▶ Set tasks:
a: According to the education plan text, how many times must states test all public school students in reading and math between 3rd grade and graduation?
b: Gather every line of the records that contains the string "blouse", matching case exactly.
Start of Text section
RAISE STANDARDS AND BOOST ACCOUNTABILITY.

Al Gore knows that accountability without investment is doomed to fail, but greater investment without accountability for results is a waste of money. His plan demands more from all teachers, students and schools.

  • High Standards for Schools: We cannot tolerate failing schools. Gore's plan will require states and school districts to identify failing schools and put in place an aggressive plan to turn those schools around - with strict accountability for results, and strong incentives for success. Schools that did not improve significantly within two years could be shut down and reopened under new public leadership to attract an outstanding new principal and a team of experienced teachers to turn that school around. The plan also expands public school choice, triples the number of charter schools, and requires schools to issue performance report cards to help parents select the right school for their children and hold schools accountable for student performance. Gore's plan ties some state funding to student achievement - with strong rewards for success and consequences for failure. And Gore's plan ensures that schools adopt firm, fair discipline policies that include zero-tolerance policies for guns.
  • High Standards for Teachers: We should treat teachers like the professionals they are and hold them to high professional standards. Gore's plan will make sure there is a qualified teacher in every classroom, and hold teachers to high professional standards - requiring rigorous testing for all new teachers, periodic peer reviews of licensed teachers and faster, fair ways to identify, improve and, where necessary, remove failing teachers.
  • High Standards for Students: We need to demand more from all of our students. Under the Gore plan, states will be required to test all public school students in reading and math at least three times between 3rd grade and graduation – once in each of grades 3-5, grades 6-9, and grades 10-12. Gore's plan also encourages states to develop high school graduation requirements and exams to ensure that every student leaves school with the skills he or she needs to succeed - and voluntary national tests in 4th grade reading and 8th grade math to make certain every student masters the basics. He will also strengthen efforts to keep kids in school and close the gap between disadvantaged students and their peers. These initiatives build on legislation proposed by the Administration ensuring that states institute high standards for all students and assessments that measure progress toward those standards. .
End of Text section
Start of Provided entries
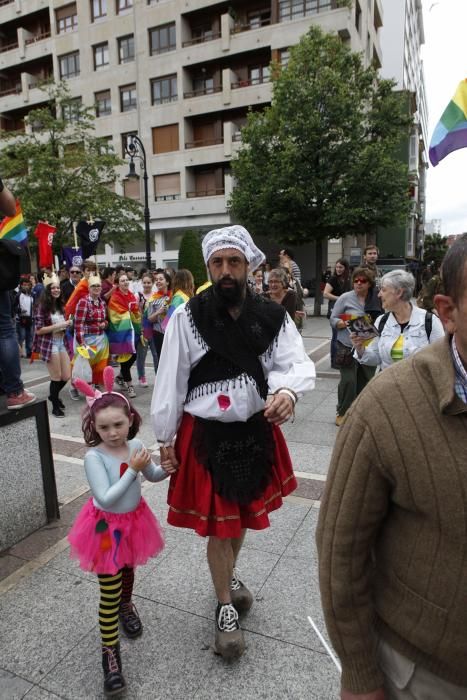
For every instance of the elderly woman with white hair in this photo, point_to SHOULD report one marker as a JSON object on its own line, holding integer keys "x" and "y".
{"x": 404, "y": 328}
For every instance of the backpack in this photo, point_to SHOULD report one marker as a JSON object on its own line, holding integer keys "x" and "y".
{"x": 11, "y": 256}
{"x": 428, "y": 323}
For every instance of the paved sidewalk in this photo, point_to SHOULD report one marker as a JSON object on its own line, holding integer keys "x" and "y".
{"x": 49, "y": 646}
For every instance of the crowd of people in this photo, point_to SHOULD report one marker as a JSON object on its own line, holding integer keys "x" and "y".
{"x": 231, "y": 367}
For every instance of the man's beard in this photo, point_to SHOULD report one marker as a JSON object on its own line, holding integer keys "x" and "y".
{"x": 231, "y": 295}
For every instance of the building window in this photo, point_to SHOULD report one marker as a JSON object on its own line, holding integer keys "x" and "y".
{"x": 293, "y": 9}
{"x": 125, "y": 138}
{"x": 69, "y": 65}
{"x": 101, "y": 55}
{"x": 98, "y": 9}
{"x": 358, "y": 16}
{"x": 162, "y": 39}
{"x": 105, "y": 145}
{"x": 67, "y": 19}
{"x": 71, "y": 109}
{"x": 165, "y": 138}
{"x": 259, "y": 18}
{"x": 167, "y": 187}
{"x": 284, "y": 56}
{"x": 124, "y": 6}
{"x": 164, "y": 90}
{"x": 258, "y": 74}
{"x": 103, "y": 103}
{"x": 203, "y": 85}
{"x": 128, "y": 98}
{"x": 126, "y": 49}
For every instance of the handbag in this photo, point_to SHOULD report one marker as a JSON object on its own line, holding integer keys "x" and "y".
{"x": 343, "y": 356}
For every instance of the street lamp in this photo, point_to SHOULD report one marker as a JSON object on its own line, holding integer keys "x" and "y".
{"x": 135, "y": 149}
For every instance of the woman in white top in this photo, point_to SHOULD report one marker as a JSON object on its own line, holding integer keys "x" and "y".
{"x": 406, "y": 328}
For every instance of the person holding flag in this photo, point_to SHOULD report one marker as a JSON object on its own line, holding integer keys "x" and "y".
{"x": 11, "y": 228}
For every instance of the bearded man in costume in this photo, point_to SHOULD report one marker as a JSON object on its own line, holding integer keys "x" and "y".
{"x": 231, "y": 370}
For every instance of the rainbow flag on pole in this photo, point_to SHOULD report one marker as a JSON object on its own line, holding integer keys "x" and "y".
{"x": 451, "y": 131}
{"x": 12, "y": 228}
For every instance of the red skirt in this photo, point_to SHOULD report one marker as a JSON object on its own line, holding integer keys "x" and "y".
{"x": 194, "y": 504}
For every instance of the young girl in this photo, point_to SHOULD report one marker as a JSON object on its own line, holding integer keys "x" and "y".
{"x": 48, "y": 344}
{"x": 115, "y": 530}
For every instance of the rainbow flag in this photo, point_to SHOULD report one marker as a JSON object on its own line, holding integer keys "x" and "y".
{"x": 451, "y": 131}
{"x": 124, "y": 324}
{"x": 12, "y": 228}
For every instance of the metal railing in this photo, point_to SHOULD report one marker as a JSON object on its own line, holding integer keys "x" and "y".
{"x": 204, "y": 142}
{"x": 38, "y": 37}
{"x": 166, "y": 197}
{"x": 248, "y": 83}
{"x": 11, "y": 91}
{"x": 203, "y": 91}
{"x": 9, "y": 47}
{"x": 202, "y": 39}
{"x": 237, "y": 28}
{"x": 206, "y": 193}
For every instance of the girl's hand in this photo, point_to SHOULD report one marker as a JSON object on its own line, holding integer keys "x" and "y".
{"x": 140, "y": 459}
{"x": 169, "y": 460}
{"x": 358, "y": 343}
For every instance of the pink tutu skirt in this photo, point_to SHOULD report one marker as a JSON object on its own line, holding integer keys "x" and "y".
{"x": 106, "y": 542}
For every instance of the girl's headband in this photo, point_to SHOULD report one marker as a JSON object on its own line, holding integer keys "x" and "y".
{"x": 92, "y": 395}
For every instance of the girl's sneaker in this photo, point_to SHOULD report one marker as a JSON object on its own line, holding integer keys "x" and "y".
{"x": 130, "y": 620}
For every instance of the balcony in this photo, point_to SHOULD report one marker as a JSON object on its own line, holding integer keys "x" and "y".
{"x": 203, "y": 91}
{"x": 249, "y": 83}
{"x": 204, "y": 142}
{"x": 9, "y": 47}
{"x": 37, "y": 37}
{"x": 257, "y": 24}
{"x": 211, "y": 36}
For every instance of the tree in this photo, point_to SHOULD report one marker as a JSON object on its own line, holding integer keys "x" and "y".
{"x": 435, "y": 248}
{"x": 321, "y": 161}
{"x": 61, "y": 172}
{"x": 190, "y": 257}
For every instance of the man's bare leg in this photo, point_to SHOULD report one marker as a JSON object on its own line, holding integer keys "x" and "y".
{"x": 241, "y": 596}
{"x": 221, "y": 563}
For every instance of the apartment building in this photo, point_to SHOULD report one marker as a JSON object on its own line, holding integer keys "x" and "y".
{"x": 401, "y": 41}
{"x": 181, "y": 74}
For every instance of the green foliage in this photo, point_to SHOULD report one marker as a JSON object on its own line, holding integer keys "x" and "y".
{"x": 320, "y": 161}
{"x": 190, "y": 257}
{"x": 62, "y": 172}
{"x": 435, "y": 248}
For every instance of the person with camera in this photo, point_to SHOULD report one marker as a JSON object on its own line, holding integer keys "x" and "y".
{"x": 10, "y": 366}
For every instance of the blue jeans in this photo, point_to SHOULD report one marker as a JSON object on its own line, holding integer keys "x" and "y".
{"x": 10, "y": 367}
{"x": 141, "y": 352}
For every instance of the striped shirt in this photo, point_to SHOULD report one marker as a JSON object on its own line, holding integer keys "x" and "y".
{"x": 88, "y": 315}
{"x": 460, "y": 381}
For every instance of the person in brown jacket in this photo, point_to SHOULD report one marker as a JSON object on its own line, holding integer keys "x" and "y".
{"x": 392, "y": 533}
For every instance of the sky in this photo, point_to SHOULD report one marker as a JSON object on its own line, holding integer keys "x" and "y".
{"x": 445, "y": 63}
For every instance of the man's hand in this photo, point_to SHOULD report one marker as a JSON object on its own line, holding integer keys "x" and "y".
{"x": 169, "y": 460}
{"x": 374, "y": 695}
{"x": 140, "y": 459}
{"x": 358, "y": 342}
{"x": 279, "y": 408}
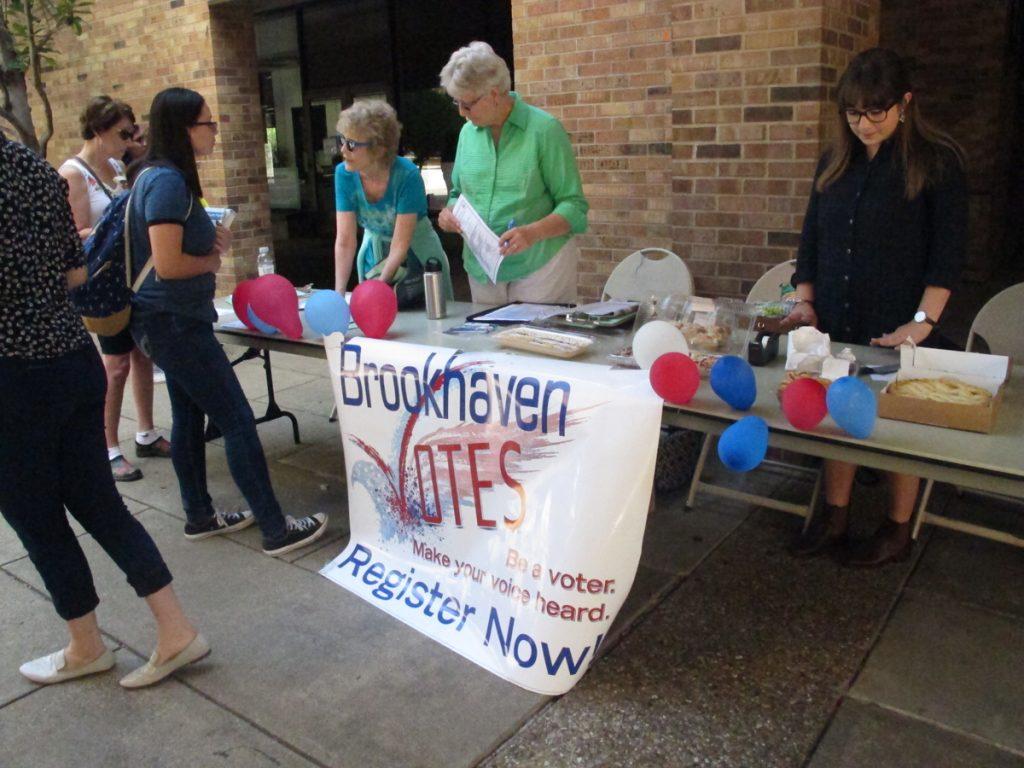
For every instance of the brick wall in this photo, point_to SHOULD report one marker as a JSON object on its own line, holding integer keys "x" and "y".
{"x": 131, "y": 50}
{"x": 697, "y": 124}
{"x": 965, "y": 78}
{"x": 601, "y": 68}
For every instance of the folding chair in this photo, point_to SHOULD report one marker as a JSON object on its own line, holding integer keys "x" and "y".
{"x": 649, "y": 271}
{"x": 765, "y": 289}
{"x": 998, "y": 323}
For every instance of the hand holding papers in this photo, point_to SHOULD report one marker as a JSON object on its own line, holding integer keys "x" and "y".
{"x": 480, "y": 240}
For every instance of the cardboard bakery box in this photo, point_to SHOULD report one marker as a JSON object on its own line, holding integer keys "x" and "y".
{"x": 989, "y": 372}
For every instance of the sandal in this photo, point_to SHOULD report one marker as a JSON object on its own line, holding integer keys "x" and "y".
{"x": 159, "y": 449}
{"x": 123, "y": 471}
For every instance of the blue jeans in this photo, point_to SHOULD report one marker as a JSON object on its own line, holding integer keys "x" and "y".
{"x": 52, "y": 456}
{"x": 201, "y": 381}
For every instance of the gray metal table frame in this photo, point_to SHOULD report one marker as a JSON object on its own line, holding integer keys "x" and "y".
{"x": 992, "y": 463}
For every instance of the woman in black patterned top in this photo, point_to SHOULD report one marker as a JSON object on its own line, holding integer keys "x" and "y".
{"x": 52, "y": 452}
{"x": 882, "y": 248}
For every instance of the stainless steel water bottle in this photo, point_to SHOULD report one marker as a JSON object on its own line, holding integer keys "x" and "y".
{"x": 433, "y": 290}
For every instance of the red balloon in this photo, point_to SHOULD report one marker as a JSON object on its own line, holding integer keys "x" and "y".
{"x": 675, "y": 378}
{"x": 374, "y": 307}
{"x": 240, "y": 302}
{"x": 274, "y": 301}
{"x": 804, "y": 402}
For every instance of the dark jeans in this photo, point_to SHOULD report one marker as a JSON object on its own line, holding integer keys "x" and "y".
{"x": 200, "y": 380}
{"x": 52, "y": 456}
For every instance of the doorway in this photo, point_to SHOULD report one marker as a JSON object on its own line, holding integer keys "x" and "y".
{"x": 314, "y": 59}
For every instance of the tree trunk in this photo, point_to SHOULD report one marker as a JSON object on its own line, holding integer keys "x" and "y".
{"x": 14, "y": 92}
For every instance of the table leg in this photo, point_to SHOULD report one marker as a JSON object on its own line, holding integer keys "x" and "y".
{"x": 273, "y": 411}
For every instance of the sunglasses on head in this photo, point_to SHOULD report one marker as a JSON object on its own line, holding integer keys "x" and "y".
{"x": 350, "y": 143}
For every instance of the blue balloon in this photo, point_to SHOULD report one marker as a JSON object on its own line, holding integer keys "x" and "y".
{"x": 742, "y": 446}
{"x": 732, "y": 379}
{"x": 853, "y": 406}
{"x": 327, "y": 312}
{"x": 260, "y": 325}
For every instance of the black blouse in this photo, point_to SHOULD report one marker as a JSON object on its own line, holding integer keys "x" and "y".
{"x": 38, "y": 244}
{"x": 870, "y": 252}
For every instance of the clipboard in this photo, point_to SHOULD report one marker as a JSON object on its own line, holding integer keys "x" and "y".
{"x": 482, "y": 315}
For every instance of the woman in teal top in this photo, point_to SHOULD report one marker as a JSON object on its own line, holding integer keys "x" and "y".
{"x": 515, "y": 166}
{"x": 383, "y": 194}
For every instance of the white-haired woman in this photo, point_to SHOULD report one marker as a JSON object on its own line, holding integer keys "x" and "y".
{"x": 515, "y": 166}
{"x": 383, "y": 194}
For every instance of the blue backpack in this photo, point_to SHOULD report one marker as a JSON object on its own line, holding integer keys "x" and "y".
{"x": 104, "y": 299}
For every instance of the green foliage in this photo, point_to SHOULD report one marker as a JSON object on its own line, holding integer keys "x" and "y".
{"x": 34, "y": 25}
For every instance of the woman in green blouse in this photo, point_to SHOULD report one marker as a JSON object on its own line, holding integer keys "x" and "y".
{"x": 514, "y": 164}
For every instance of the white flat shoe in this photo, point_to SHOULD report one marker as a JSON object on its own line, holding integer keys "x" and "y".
{"x": 151, "y": 672}
{"x": 53, "y": 668}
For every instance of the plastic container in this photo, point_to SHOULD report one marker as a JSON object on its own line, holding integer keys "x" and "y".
{"x": 264, "y": 261}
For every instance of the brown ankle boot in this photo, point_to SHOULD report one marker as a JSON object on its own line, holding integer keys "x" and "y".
{"x": 826, "y": 529}
{"x": 891, "y": 543}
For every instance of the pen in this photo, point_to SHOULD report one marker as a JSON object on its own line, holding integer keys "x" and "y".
{"x": 510, "y": 226}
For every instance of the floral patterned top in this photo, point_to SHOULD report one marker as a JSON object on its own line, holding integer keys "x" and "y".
{"x": 38, "y": 244}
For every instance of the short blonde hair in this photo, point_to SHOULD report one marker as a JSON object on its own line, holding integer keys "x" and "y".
{"x": 475, "y": 69}
{"x": 377, "y": 122}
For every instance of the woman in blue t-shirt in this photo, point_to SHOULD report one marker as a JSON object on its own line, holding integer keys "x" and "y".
{"x": 383, "y": 194}
{"x": 172, "y": 323}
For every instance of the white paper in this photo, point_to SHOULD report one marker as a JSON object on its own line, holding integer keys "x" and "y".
{"x": 985, "y": 371}
{"x": 601, "y": 308}
{"x": 521, "y": 312}
{"x": 478, "y": 237}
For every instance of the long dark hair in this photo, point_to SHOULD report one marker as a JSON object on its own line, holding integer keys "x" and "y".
{"x": 173, "y": 112}
{"x": 878, "y": 78}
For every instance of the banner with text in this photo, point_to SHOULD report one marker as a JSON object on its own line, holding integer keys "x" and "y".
{"x": 497, "y": 503}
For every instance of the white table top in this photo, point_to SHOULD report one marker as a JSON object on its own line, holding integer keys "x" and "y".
{"x": 993, "y": 462}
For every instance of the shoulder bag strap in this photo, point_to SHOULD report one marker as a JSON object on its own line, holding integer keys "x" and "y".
{"x": 147, "y": 267}
{"x": 85, "y": 167}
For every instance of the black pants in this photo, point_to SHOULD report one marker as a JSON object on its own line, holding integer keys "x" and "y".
{"x": 53, "y": 456}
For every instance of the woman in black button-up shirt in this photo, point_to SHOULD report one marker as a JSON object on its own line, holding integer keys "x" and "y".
{"x": 882, "y": 248}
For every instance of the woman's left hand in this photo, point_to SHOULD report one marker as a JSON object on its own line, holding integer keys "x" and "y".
{"x": 516, "y": 240}
{"x": 918, "y": 332}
End of Provided entries
▶ Solutions to the tasks:
a: At least three times: once in each of grades 3-5, grades 6-9, and grades 10-12.

b:
For every instance of the black blouse in this photo, point_to SHOULD report one marker as a JSON object on its own line, holding integer keys "x" and "y".
For every instance of the woman in green blouse in this photo, point_to SHOULD report one marker as a JSON object on its own line, holding integer keys "x" and "y".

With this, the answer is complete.